--- TASK TO COMPLETE ---
Exact copies of all the entries are required.

⟨

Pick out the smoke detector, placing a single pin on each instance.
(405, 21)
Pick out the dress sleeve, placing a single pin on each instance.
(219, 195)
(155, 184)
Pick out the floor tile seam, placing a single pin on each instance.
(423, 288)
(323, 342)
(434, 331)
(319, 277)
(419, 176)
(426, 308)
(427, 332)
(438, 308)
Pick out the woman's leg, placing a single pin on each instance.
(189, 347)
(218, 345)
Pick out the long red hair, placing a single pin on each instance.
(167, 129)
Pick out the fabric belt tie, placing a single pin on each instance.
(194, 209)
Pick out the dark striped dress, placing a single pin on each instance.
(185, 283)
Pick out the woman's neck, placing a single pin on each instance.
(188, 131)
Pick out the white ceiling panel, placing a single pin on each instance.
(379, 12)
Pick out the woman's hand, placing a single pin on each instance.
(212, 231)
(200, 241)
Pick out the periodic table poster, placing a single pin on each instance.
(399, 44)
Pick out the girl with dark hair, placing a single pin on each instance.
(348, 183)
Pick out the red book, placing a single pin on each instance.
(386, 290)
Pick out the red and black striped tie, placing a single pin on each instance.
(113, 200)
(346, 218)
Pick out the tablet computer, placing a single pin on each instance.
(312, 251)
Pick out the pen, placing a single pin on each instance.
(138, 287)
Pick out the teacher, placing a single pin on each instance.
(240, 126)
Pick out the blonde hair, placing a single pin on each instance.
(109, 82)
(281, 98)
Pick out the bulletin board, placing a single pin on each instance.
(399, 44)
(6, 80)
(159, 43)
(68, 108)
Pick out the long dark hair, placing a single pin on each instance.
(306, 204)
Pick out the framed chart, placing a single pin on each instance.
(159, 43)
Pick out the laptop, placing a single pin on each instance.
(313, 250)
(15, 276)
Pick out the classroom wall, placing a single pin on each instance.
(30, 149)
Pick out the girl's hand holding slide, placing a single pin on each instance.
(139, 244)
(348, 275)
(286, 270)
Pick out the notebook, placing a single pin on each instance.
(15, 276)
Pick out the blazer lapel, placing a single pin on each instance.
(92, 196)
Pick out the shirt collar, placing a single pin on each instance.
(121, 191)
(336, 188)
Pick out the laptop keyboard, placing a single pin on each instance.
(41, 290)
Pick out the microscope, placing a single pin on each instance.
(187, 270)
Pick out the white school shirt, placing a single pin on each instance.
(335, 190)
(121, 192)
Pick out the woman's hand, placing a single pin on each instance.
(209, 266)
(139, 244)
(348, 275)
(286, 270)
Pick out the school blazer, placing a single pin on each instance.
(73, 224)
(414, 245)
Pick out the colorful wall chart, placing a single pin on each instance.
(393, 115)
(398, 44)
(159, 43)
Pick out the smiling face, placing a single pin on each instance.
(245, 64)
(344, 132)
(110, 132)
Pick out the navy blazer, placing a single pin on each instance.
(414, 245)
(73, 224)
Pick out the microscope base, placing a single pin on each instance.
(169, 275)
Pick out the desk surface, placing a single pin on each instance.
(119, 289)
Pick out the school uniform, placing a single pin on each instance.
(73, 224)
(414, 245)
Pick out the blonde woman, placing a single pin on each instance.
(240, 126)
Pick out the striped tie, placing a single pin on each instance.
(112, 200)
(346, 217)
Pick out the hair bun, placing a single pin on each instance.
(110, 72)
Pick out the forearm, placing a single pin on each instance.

⟩

--- SOLUTION FOR THIS EXERCISE ---
Pick out the smoke detector, placing a single pin on each instance.
(405, 21)
Pick out the dress sleeve, placing a single pin on each instance.
(219, 195)
(155, 184)
Pick out the floor tile seam, placing a single pin on each instance.
(423, 288)
(323, 342)
(434, 331)
(319, 277)
(419, 176)
(426, 308)
(427, 332)
(438, 308)
Pick out the woman's leg, placing a single pin on each instance.
(189, 347)
(218, 345)
Pick out the long red hair, placing a single pin on each instance.
(167, 129)
Pick out the fabric belt tie, placing a single pin on each instance.
(194, 209)
Pick out the dark striped dress, placing a single pin on each instance.
(185, 283)
Pick out the woman's neck, placing a single pin on each instance.
(188, 131)
Pick out the white ceiling panel, placing a single pin on each instance.
(379, 12)
Pick out the woman's hand, placing a single pin on each instance.
(212, 231)
(200, 241)
Pick out the periodic table poster, placing a single pin on each instance.
(399, 44)
Pick out the girl with dark hair, placing a single pin on each instance.
(348, 183)
Pick out the red book, placing a single pin on each instance.
(386, 290)
Pick out the red and black striped tie, placing a single pin on each instance.
(113, 200)
(346, 218)
Pick out the tablet computer, placing a single pin on each instance.
(312, 251)
Pick out the pen, placing a single pin on each instance.
(138, 287)
Pick out the teacher, placing a single pin on each instance.
(240, 126)
Pick out the blonde hair, placing a single pin on each instance.
(109, 82)
(281, 98)
Pick out the bulletin board, placing a single pin on each instance.
(399, 44)
(6, 80)
(159, 43)
(68, 108)
Pick out the long dark hair, placing a single pin on each instance.
(306, 204)
Pick out the framed chart, placing a single pin on each instance.
(159, 43)
Pick out the laptop, placing a single pin on each instance.
(313, 250)
(15, 276)
Pick out the classroom wall, placing a single pin on each instance.
(30, 149)
Pick out the girl's hand holding slide, placing a single pin on each instance.
(139, 244)
(348, 275)
(286, 270)
Pick out the notebook, placing a single pin on each instance.
(15, 276)
Pick out the blazer lapel, placing a single pin on each instance.
(92, 196)
Pick out the shirt collar, placing a single pin on each instance.
(121, 191)
(336, 188)
Pick out the laptop keyboard, placing a single pin on each instance.
(41, 290)
Pick out the microscope, placing a single pin on each instance.
(187, 270)
Pick out the white school shirt, placing a single pin on each instance.
(335, 190)
(121, 192)
Pick out the woman's hand, placing a single pin on each instance.
(209, 266)
(139, 244)
(348, 275)
(286, 270)
Pick out the school blazer, placing a single pin on each instance.
(73, 224)
(414, 245)
Pick out the colorful wall chart, placing a single pin on each instance.
(393, 115)
(398, 44)
(159, 43)
Pick out the smiling face, placing a single pin on each instance.
(245, 64)
(344, 132)
(110, 132)
Pick out the navy blazer, placing a single pin on each instance.
(414, 245)
(73, 224)
Pick out the microscope base, placing a single pin on each instance.
(169, 275)
Pick out the desk surface, placing a single pin on each instance.
(119, 289)
Pick out the school uniform, placing a single pin on each instance.
(73, 224)
(414, 245)
Pick out the blonde woman, placing a single pin on each instance.
(240, 126)
Pick out the striped tie, placing a single pin on each instance.
(112, 200)
(346, 217)
Pick out the hair bun, placing a single pin on each instance.
(110, 72)
Pick out the forearm, placing a single pin on each instance.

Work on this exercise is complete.